→ Task
Each line of the entries below that holds "elephant" is needed, copied in full.

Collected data

····················

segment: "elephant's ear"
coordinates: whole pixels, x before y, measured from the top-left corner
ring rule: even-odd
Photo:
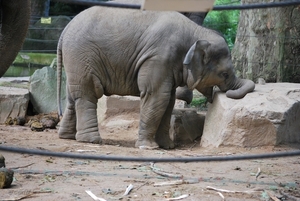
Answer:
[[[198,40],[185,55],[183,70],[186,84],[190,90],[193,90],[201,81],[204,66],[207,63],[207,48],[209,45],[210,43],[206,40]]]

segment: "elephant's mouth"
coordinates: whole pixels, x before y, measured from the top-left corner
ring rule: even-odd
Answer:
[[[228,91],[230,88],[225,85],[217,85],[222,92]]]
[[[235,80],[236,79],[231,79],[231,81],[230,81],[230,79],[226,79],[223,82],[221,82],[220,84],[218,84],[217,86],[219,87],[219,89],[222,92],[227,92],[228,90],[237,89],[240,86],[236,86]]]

····················

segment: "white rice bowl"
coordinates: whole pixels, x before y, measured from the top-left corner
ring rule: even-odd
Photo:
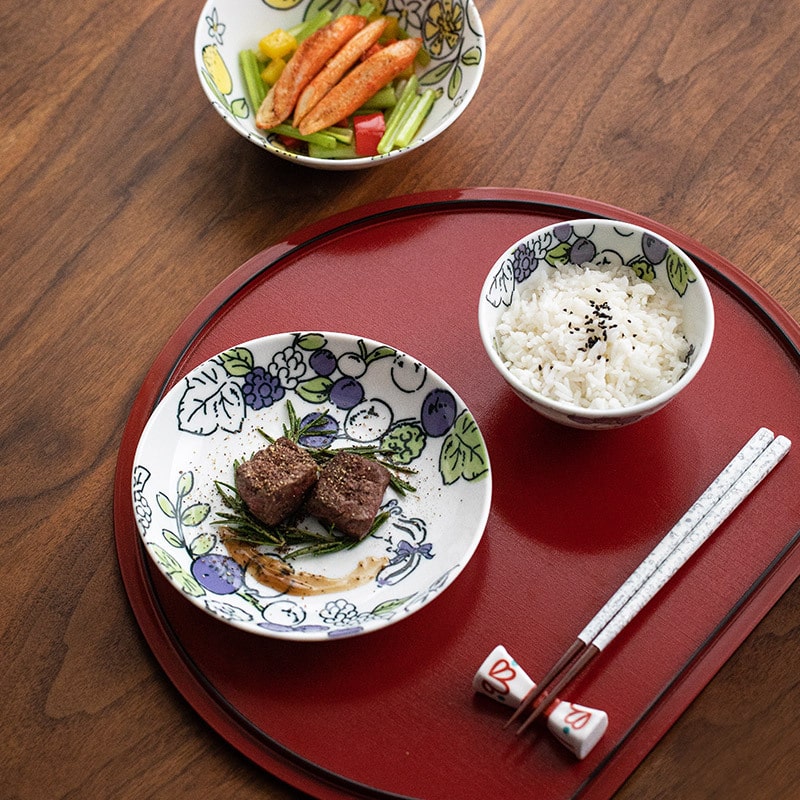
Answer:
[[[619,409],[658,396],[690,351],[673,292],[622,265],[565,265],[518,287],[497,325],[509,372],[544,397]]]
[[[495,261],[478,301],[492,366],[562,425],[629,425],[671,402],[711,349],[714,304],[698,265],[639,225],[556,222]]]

····················

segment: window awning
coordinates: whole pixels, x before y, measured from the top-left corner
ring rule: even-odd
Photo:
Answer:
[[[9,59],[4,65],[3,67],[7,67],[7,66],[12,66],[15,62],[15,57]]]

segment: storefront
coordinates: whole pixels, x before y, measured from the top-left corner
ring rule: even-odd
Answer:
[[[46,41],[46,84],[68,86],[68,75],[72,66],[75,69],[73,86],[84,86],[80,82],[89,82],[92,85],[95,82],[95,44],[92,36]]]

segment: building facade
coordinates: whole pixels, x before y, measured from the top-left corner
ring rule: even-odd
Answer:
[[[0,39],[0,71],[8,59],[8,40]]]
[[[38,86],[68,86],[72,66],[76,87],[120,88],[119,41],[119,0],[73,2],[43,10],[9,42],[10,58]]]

····················

→ Answer box
segment: "elephant's ear"
segment: "elephant's mouth"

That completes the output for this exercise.